◆ Task set ◆
1: Please reproduce, word for word, the portion of the ℓ₁ tensor factorization text between "Extensive experiments validate" and "or segmentation accuracy.", inclusive.
2: Using the ℓ₁ tensor factorization text, explain in one to three sentences why the authors recommend multiple random starts or SVD-based warm starts.

◆ Text segment ◆
-----

To mitigate this problem, the authors propose replacing the LS loss with an ℓ₁‑norm based loss, i.e., minimizing the sum of absolute residuals between the observed tensor and its CP reconstruction. The ℓ₁ loss grows linearly with the magnitude of an error, thereby limiting the influence of extreme outliers while still providing reasonable performance under Gaussian noise (as measured by mean absolute error).

Fitting a CP model with an ℓ₁ loss is non‑trivial because the objective is non‑smooth and non‑convex with respect to the factor matrices. The authors develop an alternating majorization‑minimization (AM‑MM) algorithm. In each outer iteration, one factor matrix is updated while all others are held fixed, reducing the problem to a weighted least‑squares sub‑problem. The key insight is to construct a quadratic majorizer for the absolute‑value function at the current iterate: each residual contributes a weight inversely proportional to its magnitude (plus a small ε for stability). This majorizer upper‑bounds the ℓ₁ loss and touches it at the current point, guaranteeing that minimizing the majorizer will not increase the original objective. The resulting weighted LS sub‑problem admits a closed‑form solution via normal equations, so each inner update is computationally comparable to a step of the classic alternating least‑squares (ALS) algorithm, with only modest overhead for weight computation.

The authors prove that the MM updates monotonically decrease the ℓ₁ objective, and that the overall alternating scheme converges to a stationary point. Global optimality is not guaranteed, as is typical for non‑convex tensor problems, and the algorithm’s performance can depend on initialization. Consequently, they recommend multiple random starts or SVD‑based warm starts to improve robustness.

Extensive experiments validate the approach. Synthetic tensors of varying rank are corrupted with three noise models: pure Gaussian, sparse spike (impulsive) noise, and a mixture of both, at contamination levels ranging from 5 % to 30 %. When spike noise exceeds roughly 10 %, the proposed ℓ₁‑MM method reduces reconstruction error by 25 %–45 % relative to standard ALS, while performing comparably under pure Gaussian noise. Real‑world tests on EEG recordings and color‑histogram image data—datasets known to contain outliers and missing entries—show similar gains: the ℓ₁‑based factorization yields cleaner reconstructions, which translate into higher downstream classification or segmentation accuracy.

-----

◆ Data extract ◆
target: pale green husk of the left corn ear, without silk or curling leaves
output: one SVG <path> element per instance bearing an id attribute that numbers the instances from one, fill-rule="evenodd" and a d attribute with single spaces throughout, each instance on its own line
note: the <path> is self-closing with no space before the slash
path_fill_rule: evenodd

-----

◆ Answer set ◆
1:
Extensive experiments validate the approach. Synthetic tensors of varying rank are corrupted with three noise models: pure Gaussian, sparse spike (impulsive) noise, and a mixture of both, at contamination levels ranging from 5 % to 30 %. When spike noise exceeds roughly 10 %, the proposed ℓ₁‑MM method reduces reconstruction error by 25 %–45 % relative to standard ALS, while performing comparably under pure Gaussian noise. Real‑world tests on EEG recordings and color‑histogram image data—datasets known to contain outliers and missing entries—show similar gains: the ℓ₁‑based factorization yields cleaner reconstructions, which translate into higher downstream classification or segmentation accuracy.

2: The alternating scheme converges only to a stationary point, and global optimality is not guaranteed, as is typical for non-convex tensor problems. The algorithm's performance can also depend on initialization. The authors therefore recommend multiple random starts or SVD-based warm starts to improve robustness.